What you have to do> Rewrite all of the data below line for line. Reduce every answer coordinate by 116, and leave everything else unchanged.
[begin Given information]
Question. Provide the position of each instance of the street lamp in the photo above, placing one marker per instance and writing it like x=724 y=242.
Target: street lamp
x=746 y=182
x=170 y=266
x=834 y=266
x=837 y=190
[end Given information]
Right answer>
Question. Provide the position of each instance of the street lamp in the photo above, placing one marker per instance and writing it like x=724 y=242.
Target: street lamp
x=630 y=66
x=54 y=150
x=718 y=150
x=721 y=74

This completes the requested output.